* Problem statement *
Copy the entries that follow, exactly and completely.
# # # #
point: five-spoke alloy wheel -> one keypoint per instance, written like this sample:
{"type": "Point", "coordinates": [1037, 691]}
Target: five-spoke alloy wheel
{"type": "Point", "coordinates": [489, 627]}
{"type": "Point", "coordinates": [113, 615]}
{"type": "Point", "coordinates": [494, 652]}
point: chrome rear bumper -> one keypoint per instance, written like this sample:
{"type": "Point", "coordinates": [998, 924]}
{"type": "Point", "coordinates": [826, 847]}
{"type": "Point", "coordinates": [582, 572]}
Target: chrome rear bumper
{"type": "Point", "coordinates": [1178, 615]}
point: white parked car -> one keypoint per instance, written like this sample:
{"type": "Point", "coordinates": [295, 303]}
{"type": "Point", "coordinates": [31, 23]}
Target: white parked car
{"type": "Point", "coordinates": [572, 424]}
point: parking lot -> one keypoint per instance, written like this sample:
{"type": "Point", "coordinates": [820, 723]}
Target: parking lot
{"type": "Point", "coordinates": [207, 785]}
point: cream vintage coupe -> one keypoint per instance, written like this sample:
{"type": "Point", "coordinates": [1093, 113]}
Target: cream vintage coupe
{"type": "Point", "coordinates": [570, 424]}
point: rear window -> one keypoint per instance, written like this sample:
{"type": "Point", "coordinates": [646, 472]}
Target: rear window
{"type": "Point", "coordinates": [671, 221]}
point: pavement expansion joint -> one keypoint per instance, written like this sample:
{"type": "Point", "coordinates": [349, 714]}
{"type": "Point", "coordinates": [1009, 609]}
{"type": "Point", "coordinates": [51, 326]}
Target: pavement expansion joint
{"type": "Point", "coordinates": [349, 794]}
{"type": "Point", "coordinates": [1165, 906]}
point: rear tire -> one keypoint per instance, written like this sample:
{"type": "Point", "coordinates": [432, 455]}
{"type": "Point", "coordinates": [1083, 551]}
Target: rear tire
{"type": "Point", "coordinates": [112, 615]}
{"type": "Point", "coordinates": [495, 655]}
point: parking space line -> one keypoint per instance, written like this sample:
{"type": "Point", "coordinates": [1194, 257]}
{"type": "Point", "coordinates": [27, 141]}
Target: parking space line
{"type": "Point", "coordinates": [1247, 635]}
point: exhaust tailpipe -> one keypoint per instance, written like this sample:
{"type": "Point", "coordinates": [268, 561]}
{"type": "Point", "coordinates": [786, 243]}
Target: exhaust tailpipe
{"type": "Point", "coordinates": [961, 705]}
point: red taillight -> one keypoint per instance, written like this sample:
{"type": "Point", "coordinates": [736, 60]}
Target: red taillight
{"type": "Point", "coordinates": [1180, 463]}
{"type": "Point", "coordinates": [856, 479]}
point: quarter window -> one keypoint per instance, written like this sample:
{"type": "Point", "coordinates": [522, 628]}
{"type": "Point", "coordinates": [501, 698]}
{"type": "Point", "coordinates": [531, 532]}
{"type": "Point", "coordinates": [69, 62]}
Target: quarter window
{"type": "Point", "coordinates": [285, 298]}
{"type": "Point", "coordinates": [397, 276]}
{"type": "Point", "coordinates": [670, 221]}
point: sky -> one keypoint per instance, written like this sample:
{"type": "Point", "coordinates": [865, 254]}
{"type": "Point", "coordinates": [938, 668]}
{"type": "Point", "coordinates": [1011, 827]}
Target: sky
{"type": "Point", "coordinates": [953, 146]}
# # # #
* Written reply *
point: five-spoke alloy wheel -> one keypoint per instance, written like this sample:
{"type": "Point", "coordinates": [1037, 691]}
Target: five-spoke alloy wheel
{"type": "Point", "coordinates": [489, 627]}
{"type": "Point", "coordinates": [113, 615]}
{"type": "Point", "coordinates": [494, 652]}
point: chrome rear bumper -> one keypoint per instance, written like this sample:
{"type": "Point", "coordinates": [998, 924]}
{"type": "Point", "coordinates": [826, 847]}
{"type": "Point", "coordinates": [582, 572]}
Target: chrome rear bumper
{"type": "Point", "coordinates": [1178, 615]}
point: white parked car -> one keypoint per instance, written like this sample:
{"type": "Point", "coordinates": [295, 303]}
{"type": "Point", "coordinates": [31, 23]}
Target: white parked car
{"type": "Point", "coordinates": [572, 424]}
point: parking lot -> one keypoint per instance, written like this sample:
{"type": "Point", "coordinates": [820, 723]}
Target: parking lot
{"type": "Point", "coordinates": [207, 785]}
point: cream vintage coupe -> one keypoint per instance, written like this sample:
{"type": "Point", "coordinates": [1093, 113]}
Target: cream vintage coupe
{"type": "Point", "coordinates": [570, 424]}
point: rear window -> one keypoint per instance, written like this sample:
{"type": "Point", "coordinates": [646, 472]}
Target: rear window
{"type": "Point", "coordinates": [671, 221]}
point: pavement expansion joint -> one keypoint per instance, written like this sample:
{"type": "Point", "coordinates": [349, 714]}
{"type": "Point", "coordinates": [1009, 609]}
{"type": "Point", "coordinates": [51, 326]}
Target: pavement expansion joint
{"type": "Point", "coordinates": [349, 794]}
{"type": "Point", "coordinates": [1165, 906]}
point: rear tire -> one keypoint per instance, written like this sample:
{"type": "Point", "coordinates": [432, 455]}
{"type": "Point", "coordinates": [1083, 551]}
Target: rear tire
{"type": "Point", "coordinates": [112, 615]}
{"type": "Point", "coordinates": [495, 655]}
point: parking space line -> one keypoint per instance, written like this sample:
{"type": "Point", "coordinates": [1194, 257]}
{"type": "Point", "coordinates": [27, 141]}
Target: parking space line
{"type": "Point", "coordinates": [1247, 635]}
point: exhaust tailpipe -> one keypoint per instance, written like this sample:
{"type": "Point", "coordinates": [268, 561]}
{"type": "Point", "coordinates": [786, 243]}
Target: exhaust tailpipe
{"type": "Point", "coordinates": [961, 705]}
point: red taillight -> one keypoint per instance, written like this sample:
{"type": "Point", "coordinates": [736, 60]}
Target: red taillight
{"type": "Point", "coordinates": [1180, 463]}
{"type": "Point", "coordinates": [856, 479]}
point: quarter window -> one keypoint per instance, written like this sample:
{"type": "Point", "coordinates": [522, 628]}
{"type": "Point", "coordinates": [501, 698]}
{"type": "Point", "coordinates": [531, 532]}
{"type": "Point", "coordinates": [69, 62]}
Target: quarter window
{"type": "Point", "coordinates": [285, 298]}
{"type": "Point", "coordinates": [397, 276]}
{"type": "Point", "coordinates": [670, 221]}
point: sky -> one keypoint per instance, written like this sample:
{"type": "Point", "coordinates": [865, 254]}
{"type": "Point", "coordinates": [938, 668]}
{"type": "Point", "coordinates": [1011, 827]}
Target: sky
{"type": "Point", "coordinates": [953, 146]}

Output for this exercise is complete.